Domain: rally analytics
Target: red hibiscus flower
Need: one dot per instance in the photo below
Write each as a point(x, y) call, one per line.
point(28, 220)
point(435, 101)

----

§ **What the task requires**: Shift every point in the answers by adding 26 to both its x and y coordinates, then write out all the lines of the records again, requests included, with the new values.

§ **Result of the task**:
Domain: rally analytics
Target: red hibiscus flower
Need: one dot per instance in the photo below
Write each as a point(x, y) call, one per line.
point(54, 246)
point(461, 127)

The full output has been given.